### Stored data
▬▬▬

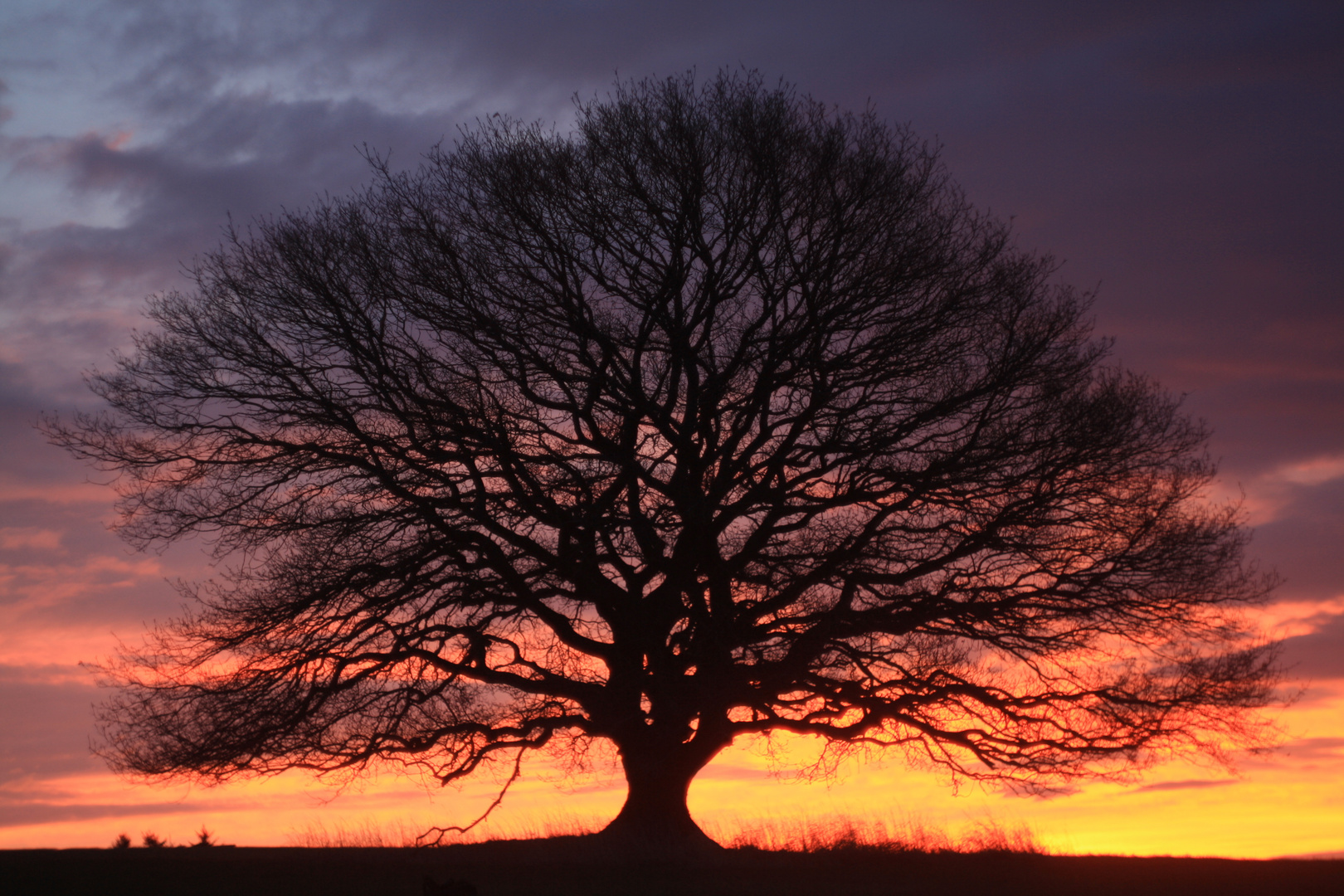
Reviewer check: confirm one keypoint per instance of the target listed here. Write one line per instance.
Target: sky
(1181, 158)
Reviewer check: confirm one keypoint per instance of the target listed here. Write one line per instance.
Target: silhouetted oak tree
(722, 416)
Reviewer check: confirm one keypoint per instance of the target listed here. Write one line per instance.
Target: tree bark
(655, 816)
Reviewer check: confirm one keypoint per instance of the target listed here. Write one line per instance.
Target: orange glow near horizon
(1278, 805)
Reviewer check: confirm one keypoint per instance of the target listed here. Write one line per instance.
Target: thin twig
(440, 832)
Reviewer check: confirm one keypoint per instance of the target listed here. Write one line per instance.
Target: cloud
(1185, 785)
(1319, 655)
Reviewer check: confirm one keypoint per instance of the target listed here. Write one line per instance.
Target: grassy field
(576, 867)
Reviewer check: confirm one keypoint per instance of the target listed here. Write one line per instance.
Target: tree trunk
(655, 815)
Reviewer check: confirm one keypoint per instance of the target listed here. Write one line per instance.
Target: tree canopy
(722, 414)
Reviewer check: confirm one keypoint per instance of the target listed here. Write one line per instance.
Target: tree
(722, 416)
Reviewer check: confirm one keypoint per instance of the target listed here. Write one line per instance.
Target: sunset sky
(1181, 158)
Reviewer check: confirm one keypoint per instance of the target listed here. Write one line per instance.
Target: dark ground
(565, 867)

▬▬▬

### What is being asked
Could you lay out all the lines above as a Markdown table with the columns "Row" and "Text", numbering each row, skipping blank lines, and leaving out the pictures?

### Solved exercise
| Row | Text |
|---|---|
| 1 | Reviewer check: confirm one keypoint per instance of the target listed here. Write one line per instance. |
| 2 | Target: sky |
| 3 | (1181, 158) |
| 4 | Reviewer check: confirm one keypoint per instance of the target listed here. Write one line per instance. |
| 5 | Target: silhouetted oak tree |
| 6 | (722, 416) |
| 7 | Reviewer check: confirm one keypoint per instance of the target listed here. Write one line per instance. |
| 8 | Target: tree bark |
| 9 | (655, 816) |
| 10 | Reviewer check: confirm one keypoint per instance of the target listed here. Write one line per instance. |
| 11 | Target: orange glow near horizon |
| 12 | (1278, 805) |
| 13 | Reviewer check: confirm one keypoint per instance of the target listed here. Write one line per instance. |
| 14 | Target: thin twig |
| 15 | (440, 832) |
| 16 | Reviewer check: confirm one keypoint per instance of the target listed here. Write one line per instance. |
| 17 | Target: cloud |
| 18 | (1185, 785) |
| 19 | (1319, 655) |
| 20 | Reviewer check: confirm one keypoint per instance of the target listed here. Write one line per instance. |
| 21 | Target: grassy field |
| 22 | (576, 867) |
| 23 | Reviewer check: confirm one keypoint per instance of the target listed here. Write one line per instance. |
| 24 | Target: tree trunk |
| 25 | (655, 815) |
| 26 | Reviewer check: confirm one keypoint per instance of the target listed here. Write one line per instance. |
| 27 | Target: tree canopy |
| 28 | (722, 414) |
| 29 | Reviewer check: confirm one keypoint per instance of the target listed here. Write one line per instance. |
| 30 | Target: tree |
| 31 | (722, 416) |
| 32 | Reviewer check: confirm one keypoint per instance of the target listed here. Write one line per instance. |
| 33 | Target: sunset sky |
| 34 | (1181, 158) |
| 35 | Reviewer check: confirm one keypoint per instance of the target listed here. Write one line per instance. |
| 36 | Target: dark ground |
| 37 | (565, 867) |